__GOAL__: Write out every one of the records below word for word, omitting the pictures.

__DATA LINES__:
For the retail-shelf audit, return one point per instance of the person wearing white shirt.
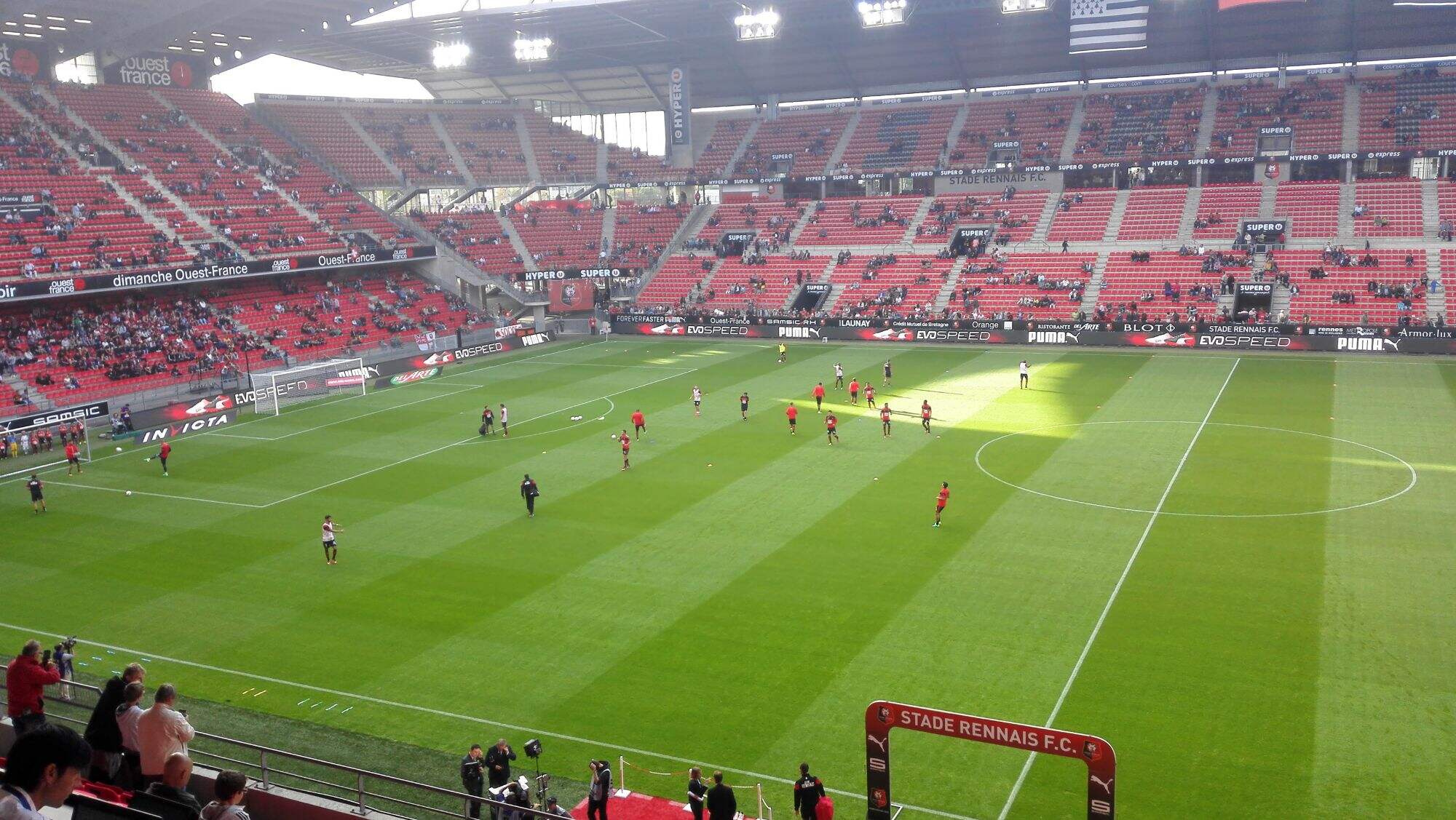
(43, 768)
(161, 733)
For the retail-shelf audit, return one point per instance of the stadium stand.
(1083, 215)
(899, 138)
(1154, 212)
(1313, 108)
(1141, 125)
(1410, 111)
(1039, 124)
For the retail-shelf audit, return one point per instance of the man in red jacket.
(25, 682)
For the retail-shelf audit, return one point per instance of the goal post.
(883, 716)
(276, 390)
(37, 445)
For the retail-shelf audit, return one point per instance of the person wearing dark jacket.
(499, 764)
(721, 803)
(25, 682)
(103, 732)
(807, 793)
(472, 777)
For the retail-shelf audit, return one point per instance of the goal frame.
(267, 396)
(883, 716)
(37, 461)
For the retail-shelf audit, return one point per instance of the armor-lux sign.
(883, 716)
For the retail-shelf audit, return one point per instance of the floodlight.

__SOLUTION FOR THIS EXERCISE__:
For the retail-shelf audit, return one point per instance of the person wearing white shirt.
(43, 768)
(161, 733)
For the retail-shelf audit, return one point per instance of the stadium stand.
(1083, 215)
(899, 138)
(1154, 212)
(1313, 108)
(1141, 125)
(1410, 111)
(1039, 124)
For the retail-shelf audit, return one point per instance of the man in red jacket.
(25, 682)
For the retail-shelf audit, return one point per instance of the goal post.
(883, 716)
(276, 390)
(37, 445)
For the retail-shelf audit, return one point per instance of the person wearing dark jacket.
(499, 764)
(721, 803)
(25, 682)
(103, 732)
(807, 793)
(472, 777)
For the retail-shelf audit, return one point per instance of the goal frame.
(267, 396)
(883, 716)
(37, 461)
For the retail-shelf audit, return one point per instance of the armor-lux sign.
(883, 716)
For the retail-shelf audit, return one point per instance of the floodlight.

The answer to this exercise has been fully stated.